--- START OF DOCUMENT EXTRACT ---

Who’ve you got? Whoever it is, I bet they’re not a patch on the band I saw last night at The Brook. http://www.the-brook.com

Yes, I’m throwing the rock gauntlet down. If you want the best night out, I suggest you channel your inner rock god and get down the front at the next Hairforce 5 show.

http://hairforce5.wix.com/dangerous-mp

Hairforce 5 are a force of nature. They explode onto the stage in a whirlwind of spandex and hairspray and power through every 80s rock song of note – and a few more gems. They have the energy of a naughty toddler.

On speed.

In a toy shop.

On Christmas Eve.

They also have the musical goods to back up their bravado. The lead guitarist more than does justice to many of the guitar solos required. I also particularly like the keyboardist.

But the main draw is Stevie Viper – the lead singer and ringmaster of this rock circus. His crazy eyes dart around the room daring you to rock harder than you ever thought possible. His links between songs are the most contrived and well-spoken and they’re a complete treat. We, the crowd, are in the palm of his hand as he calls out more and more ridiculous sounds and phrases for us to copy. And like lambs to the slaughter, we do. Because we are invested in the show and the fun of the fair. And we all bloody love him.

My dear friend Kev, a husband, a father, a professional, an upstanding member of the community, repeatedly screamed towards the stage, “I LOVE YOU!”.

That’s the power this man, and Hairforce 5 in general have over us.

Last night, I sung until my throat was raw and busted out some of my best dance moves until I sweated more than a lady should. I did all of this with some of my best friends and with a soundtrack of face-meltingly awesome music. I was ridiculously excited before they came on stage and the smile has still not left my face in their wake. You could say it was a pretty good night.

So, back to my original challenge. When was the last time you were entertained that much at a live show?

A band like Hairforce 5 appear as a jokey, tribute band on first impression, but they are, without doubt, the purveyors of the best musical night out one can imagine. You cannot fail to have a good time.

--- END OF DOCUMENT EXTRACT ---

* **GIVEN TASK 1**:
Answer these questions using the text about Hairforce 5:
(a) At which venue did the writer see the band?
(b) Who is the band's lead singer?
(c) What did the writer's friend Kev repeatedly scream towards the stage?

--- START OF DATASET RECORDS ---

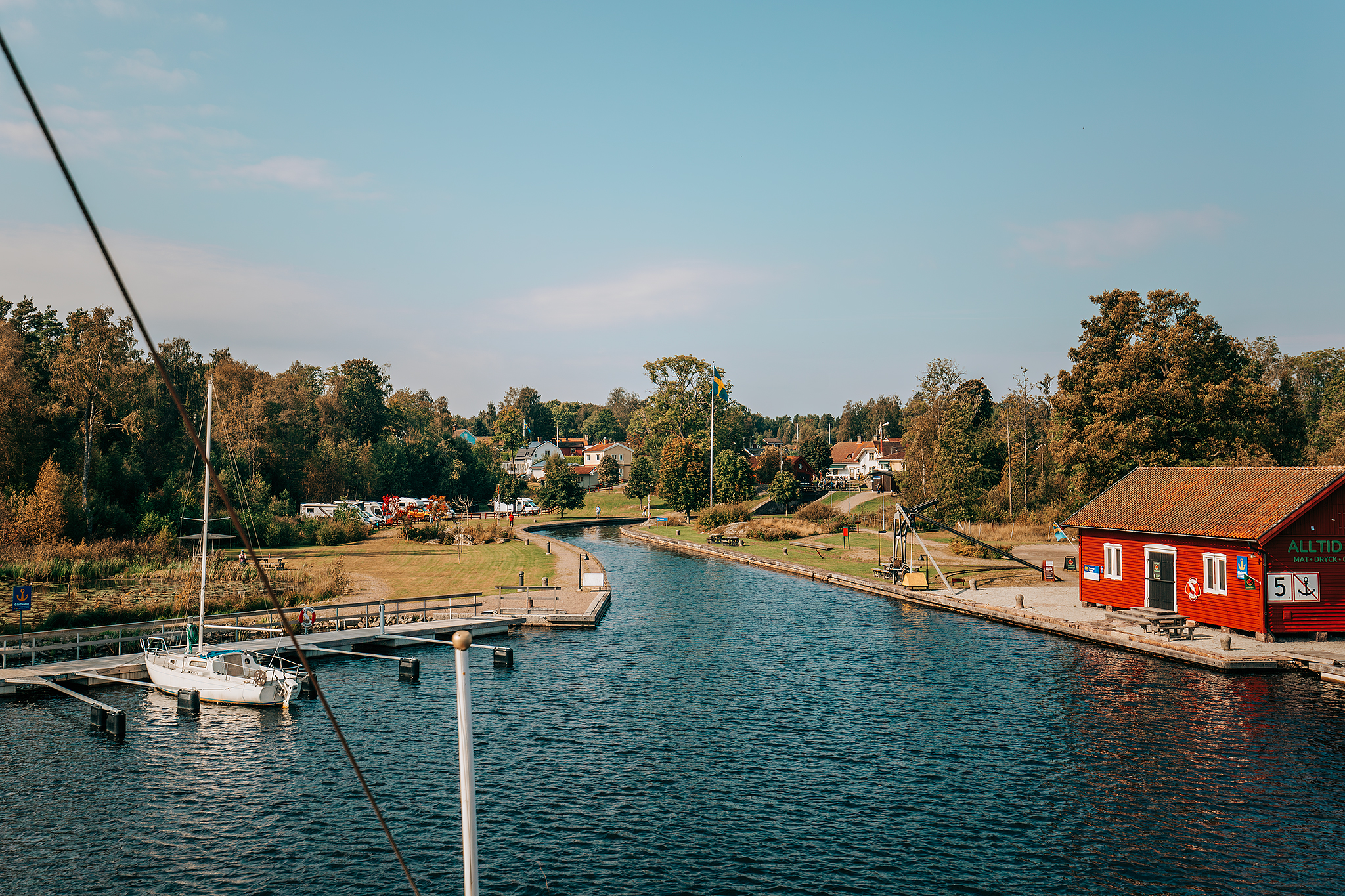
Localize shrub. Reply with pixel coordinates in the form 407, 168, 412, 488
793, 501, 838, 523
948, 539, 1000, 559
697, 501, 752, 532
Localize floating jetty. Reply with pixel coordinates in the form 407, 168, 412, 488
0, 615, 527, 698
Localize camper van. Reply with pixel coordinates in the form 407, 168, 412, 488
491, 498, 542, 516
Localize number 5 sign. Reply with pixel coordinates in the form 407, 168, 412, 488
1266, 572, 1322, 601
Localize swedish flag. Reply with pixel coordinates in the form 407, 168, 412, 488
710, 367, 729, 400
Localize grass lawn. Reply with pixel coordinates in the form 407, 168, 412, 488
265, 529, 556, 599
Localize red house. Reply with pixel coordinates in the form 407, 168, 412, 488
1063, 466, 1345, 641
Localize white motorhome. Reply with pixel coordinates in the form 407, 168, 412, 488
491, 498, 542, 513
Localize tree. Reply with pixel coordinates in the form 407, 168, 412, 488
714, 452, 756, 503
51, 305, 141, 534
757, 444, 785, 485
637, 354, 741, 453
1052, 290, 1277, 507
537, 454, 584, 520
768, 470, 802, 509
659, 438, 710, 511
799, 433, 831, 475
334, 357, 393, 444
0, 321, 36, 485
584, 407, 625, 444
625, 454, 659, 498
596, 454, 621, 489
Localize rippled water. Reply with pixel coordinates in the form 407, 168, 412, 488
0, 529, 1345, 895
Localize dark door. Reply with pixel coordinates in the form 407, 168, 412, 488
1149, 553, 1177, 610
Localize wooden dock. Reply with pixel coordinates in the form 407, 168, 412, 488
0, 615, 527, 694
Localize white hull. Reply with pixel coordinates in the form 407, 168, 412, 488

--- END OF DATASET RECORDS ---

* **GIVEN TASK 2**:
Count the lines of the listing that contain the string "white", matching case exactly, and reply with the number alone.

* **EXERCISE RESULT 1**:
(a) The Brook
(b) Stevie Viper
(c) "I LOVE YOU!"

* **EXERCISE RESULT 2**:
2